■ **What you will do**
The data must be written out once more, precisely as given.

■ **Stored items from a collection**

>> start

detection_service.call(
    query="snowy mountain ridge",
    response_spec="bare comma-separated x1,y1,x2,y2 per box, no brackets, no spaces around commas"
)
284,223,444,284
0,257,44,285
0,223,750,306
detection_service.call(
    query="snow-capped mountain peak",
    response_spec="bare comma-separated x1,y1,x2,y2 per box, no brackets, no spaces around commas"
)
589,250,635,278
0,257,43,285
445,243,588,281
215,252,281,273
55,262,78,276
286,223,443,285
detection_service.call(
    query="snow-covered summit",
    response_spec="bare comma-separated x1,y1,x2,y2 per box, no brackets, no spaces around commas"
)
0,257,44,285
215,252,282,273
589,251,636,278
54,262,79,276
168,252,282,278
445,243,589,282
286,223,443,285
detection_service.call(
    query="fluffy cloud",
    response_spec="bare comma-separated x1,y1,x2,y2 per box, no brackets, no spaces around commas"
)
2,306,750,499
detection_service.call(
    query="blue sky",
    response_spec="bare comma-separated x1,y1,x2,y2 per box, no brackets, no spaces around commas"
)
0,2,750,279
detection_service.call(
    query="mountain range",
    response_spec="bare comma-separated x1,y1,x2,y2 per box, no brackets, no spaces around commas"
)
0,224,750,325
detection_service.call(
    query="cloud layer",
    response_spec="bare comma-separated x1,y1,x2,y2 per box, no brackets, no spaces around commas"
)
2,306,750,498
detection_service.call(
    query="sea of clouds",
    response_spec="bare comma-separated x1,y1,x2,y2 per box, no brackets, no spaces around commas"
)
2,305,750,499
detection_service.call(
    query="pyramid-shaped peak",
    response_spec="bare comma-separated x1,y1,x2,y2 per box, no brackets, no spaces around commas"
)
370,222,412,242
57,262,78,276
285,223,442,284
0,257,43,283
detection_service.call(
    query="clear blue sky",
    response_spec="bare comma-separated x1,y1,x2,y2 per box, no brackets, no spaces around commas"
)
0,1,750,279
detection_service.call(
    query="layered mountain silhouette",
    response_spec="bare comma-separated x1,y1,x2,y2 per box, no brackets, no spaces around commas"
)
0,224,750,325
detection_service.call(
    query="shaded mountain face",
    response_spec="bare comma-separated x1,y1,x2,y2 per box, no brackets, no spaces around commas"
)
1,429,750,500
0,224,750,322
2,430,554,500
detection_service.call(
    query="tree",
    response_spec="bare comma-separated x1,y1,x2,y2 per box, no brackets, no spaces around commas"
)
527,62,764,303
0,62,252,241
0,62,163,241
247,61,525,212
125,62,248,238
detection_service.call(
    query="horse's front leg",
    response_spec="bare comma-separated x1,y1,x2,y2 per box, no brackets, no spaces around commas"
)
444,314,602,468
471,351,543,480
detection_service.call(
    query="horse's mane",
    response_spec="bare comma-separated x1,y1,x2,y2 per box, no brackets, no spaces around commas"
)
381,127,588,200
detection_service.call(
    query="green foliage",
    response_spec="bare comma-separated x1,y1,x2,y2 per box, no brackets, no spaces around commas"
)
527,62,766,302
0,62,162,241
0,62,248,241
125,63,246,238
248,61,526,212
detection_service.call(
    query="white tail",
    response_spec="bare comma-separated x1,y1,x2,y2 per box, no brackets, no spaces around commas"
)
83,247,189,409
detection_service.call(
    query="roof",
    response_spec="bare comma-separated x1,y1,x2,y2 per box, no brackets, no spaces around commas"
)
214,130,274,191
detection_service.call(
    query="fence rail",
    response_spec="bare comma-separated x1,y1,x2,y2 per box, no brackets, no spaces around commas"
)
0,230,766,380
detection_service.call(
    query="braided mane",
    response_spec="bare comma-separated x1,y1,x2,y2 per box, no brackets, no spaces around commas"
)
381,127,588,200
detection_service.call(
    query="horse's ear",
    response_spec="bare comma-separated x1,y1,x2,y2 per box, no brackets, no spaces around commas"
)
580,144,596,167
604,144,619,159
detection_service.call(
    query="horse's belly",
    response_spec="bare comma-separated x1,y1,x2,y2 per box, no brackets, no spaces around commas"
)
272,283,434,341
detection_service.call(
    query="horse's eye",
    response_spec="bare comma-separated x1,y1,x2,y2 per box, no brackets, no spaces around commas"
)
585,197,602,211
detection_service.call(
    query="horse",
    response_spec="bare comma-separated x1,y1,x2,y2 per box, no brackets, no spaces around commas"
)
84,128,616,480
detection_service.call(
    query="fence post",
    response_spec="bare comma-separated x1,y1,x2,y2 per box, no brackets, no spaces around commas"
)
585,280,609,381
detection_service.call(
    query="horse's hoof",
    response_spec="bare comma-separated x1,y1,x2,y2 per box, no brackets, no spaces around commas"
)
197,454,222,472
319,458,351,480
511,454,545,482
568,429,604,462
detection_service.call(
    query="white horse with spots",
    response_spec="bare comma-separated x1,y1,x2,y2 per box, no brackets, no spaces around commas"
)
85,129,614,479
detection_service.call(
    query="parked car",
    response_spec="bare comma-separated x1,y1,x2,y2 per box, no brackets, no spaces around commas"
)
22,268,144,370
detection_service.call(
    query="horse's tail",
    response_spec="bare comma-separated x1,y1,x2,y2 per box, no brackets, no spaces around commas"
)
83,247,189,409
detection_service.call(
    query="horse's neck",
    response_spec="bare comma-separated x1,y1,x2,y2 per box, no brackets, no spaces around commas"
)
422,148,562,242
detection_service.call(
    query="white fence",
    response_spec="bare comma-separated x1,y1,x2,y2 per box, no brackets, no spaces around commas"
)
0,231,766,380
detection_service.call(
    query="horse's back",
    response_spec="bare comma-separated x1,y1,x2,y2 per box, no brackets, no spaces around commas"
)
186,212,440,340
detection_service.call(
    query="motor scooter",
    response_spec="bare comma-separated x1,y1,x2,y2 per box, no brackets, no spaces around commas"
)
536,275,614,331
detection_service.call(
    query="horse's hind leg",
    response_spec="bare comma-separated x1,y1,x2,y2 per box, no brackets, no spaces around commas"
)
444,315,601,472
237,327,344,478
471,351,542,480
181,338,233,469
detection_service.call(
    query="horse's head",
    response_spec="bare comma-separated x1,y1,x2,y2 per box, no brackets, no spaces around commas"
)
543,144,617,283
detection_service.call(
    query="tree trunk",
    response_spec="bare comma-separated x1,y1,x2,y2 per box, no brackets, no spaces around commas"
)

>> end

■ **Task response**
detection_service.call(
    query="snowy mountain ridge",
    response_spec="bare comma-separated x1,y1,x2,y2 per box, no brackets, no spaces around commas"
)
284,223,444,284
0,257,44,285
0,223,750,306
detection_service.call(
    query="snow-capped mountain peak",
    response_spec="bare comma-separated x1,y1,x2,y2 per box, no brackets, no spaces around commas"
)
589,250,635,278
0,257,43,285
445,243,588,281
215,252,281,273
55,262,78,276
286,223,443,285
detection_service.call(
    query="snow-covered summit",
    response_spec="bare comma-separated x1,y1,x2,y2 per box, no brackets, no spaces around commas"
)
0,257,44,285
215,252,282,273
589,251,636,278
54,262,79,276
168,252,282,278
445,243,589,282
286,223,443,285
detection_service.call(
    query="fluffy cloud",
    response_spec="bare comma-separated x1,y1,x2,y2 per box, no brackets, no spaces around commas"
)
2,306,750,499
detection_service.call(
    query="blue sky",
    response_spec="bare comma-separated x1,y1,x2,y2 per box, no brackets, no spaces around commas"
)
0,2,750,279
detection_service.call(
    query="mountain range",
    response_spec="bare comma-separated x1,y1,x2,y2 per box, no brackets, no spaces around commas"
)
0,224,750,325
detection_service.call(
    query="cloud layer",
    response_spec="bare comma-separated x1,y1,x2,y2 per box, no brackets, no spaces around commas"
)
2,306,750,498
detection_service.call(
    query="sea of clouds",
    response_spec="bare comma-separated x1,y1,x2,y2 per box, no brackets, no spaces around commas"
)
2,305,750,499
detection_service.call(
    query="pyramid-shaped peak",
    response_spec="bare comma-separated x1,y1,x2,y2 per box, no brackets, no spaces around commas"
)
370,222,412,242
57,262,78,276
285,223,442,284
0,257,43,283
detection_service.call(
    query="clear blue sky",
    response_spec="bare comma-separated x1,y1,x2,y2 per box, no brackets, no spaces around commas"
)
0,1,750,279
detection_service.call(
    query="layered mountain silhouette",
    response_spec="bare comma-separated x1,y1,x2,y2 per box, no brackets, no spaces around commas"
)
0,224,750,325
detection_service.call(
    query="shaded mountain face",
    response_spec="bare comma-separated x1,y1,x2,y2 per box, no brackets, no spaces around commas"
)
1,429,750,500
0,224,750,322
2,430,554,500
detection_service.call(
    query="tree",
    response_spec="bare comma-separated x1,y1,x2,y2 per box, no brackets, no spaces around commas"
)
527,62,764,303
0,62,252,241
0,62,163,241
247,61,525,212
125,62,248,238
detection_service.call(
    query="horse's front leg",
    response_spec="bare comma-separated x1,y1,x2,y2 per box, no brackets, no spaces around commas"
)
444,314,602,468
471,351,543,480
detection_service.call(
    query="horse's mane",
    response_spec="bare comma-separated x1,y1,x2,y2 per box, no brackets, no spaces around commas"
)
381,127,588,200
detection_service.call(
    query="green foliage",
    response_spec="bare comma-separated x1,y1,x2,y2 per box, no brackets, no spaces around commas"
)
527,62,766,302
0,62,162,241
0,62,248,241
125,63,246,238
248,61,526,212
detection_service.call(
    query="white tail",
    response_spec="bare comma-separated x1,y1,x2,y2 per box, no brackets, no spaces around commas"
)
83,247,189,409
detection_service.call(
    query="roof",
    response_spec="bare comma-separated x1,y1,x2,y2 per box, no brackets, no spaces around commas"
)
214,130,274,191
detection_service.call(
    query="fence rail",
    response_spec="bare comma-separated x1,y1,x2,y2 per box, no brackets, no spaces around commas"
)
0,230,766,380
detection_service.call(
    query="braided mane",
    response_spec="bare comma-separated x1,y1,x2,y2 per box, no brackets, no spaces around commas"
)
381,127,588,200
detection_service.call(
    query="horse's ear",
    response_spec="bare comma-separated x1,y1,x2,y2 per box, no brackets, no spaces around commas"
)
580,144,596,167
604,144,619,159
detection_service.call(
    query="horse's belly",
    response_spec="bare comma-separated x1,y1,x2,y2 per box, no brackets, no spaces around commas"
)
272,283,434,341
detection_service.call(
    query="horse's eye",
    response_spec="bare comma-separated x1,y1,x2,y2 per box, no brackets, no spaces around commas"
)
585,197,602,211
detection_service.call(
    query="horse",
    response_spec="bare comma-separated x1,y1,x2,y2 per box, no brackets, no spaces around commas"
)
84,128,616,480
detection_service.call(
    query="fence post",
    response_spec="bare comma-separated x1,y1,x2,y2 per box, no brackets, no spaces around commas"
)
585,280,609,381
detection_service.call(
    query="horse's hoof",
    response_spec="bare comma-separated x1,y1,x2,y2 per box, no brackets, no spaces around commas"
)
197,454,222,472
319,458,351,480
511,454,545,482
568,429,604,462
detection_service.call(
    query="white horse with spots",
    response_spec="bare comma-separated x1,y1,x2,y2 per box, no brackets, no spaces around commas"
)
85,129,614,479
detection_service.call(
    query="parked car",
    response_spec="bare comma-separated x1,y1,x2,y2 per box, no brackets, no spaces around commas"
)
22,268,144,370
detection_service.call(
    query="horse's tail",
    response_spec="bare comma-separated x1,y1,x2,y2 per box, no brackets, no spaces around commas"
)
83,247,189,409
detection_service.call(
    query="horse's neck",
    response_spec="bare comma-separated x1,y1,x2,y2 per box, no brackets, no spaces around commas"
)
422,148,562,242
detection_service.call(
    query="white fence",
    response_spec="bare comma-separated x1,y1,x2,y2 per box, no brackets, no spaces around commas"
)
0,231,766,380
detection_service.call(
    query="horse's back",
    response_spec="bare comma-separated x1,y1,x2,y2 per box, no brackets, no spaces around commas"
)
186,212,440,340
detection_service.call(
    query="motor scooter",
    response_spec="bare comma-separated x1,y1,x2,y2 per box, no brackets, no spaces around commas"
)
536,275,614,331
detection_service.call(
    query="horse's hind leg",
    response_spec="bare comma-separated x1,y1,x2,y2 per box, no brackets, no spaces around commas"
)
444,315,601,472
237,327,344,478
471,351,542,480
181,338,233,469
detection_service.call(
    query="horse's head",
    response_spec="bare comma-separated x1,y1,x2,y2 per box, no brackets, no spaces around commas"
)
543,144,617,283
detection_service.call(
    query="tree trunk",
    response_spec="bare comma-separated x1,y1,x2,y2 per box, no brackets, no spaces around commas"
)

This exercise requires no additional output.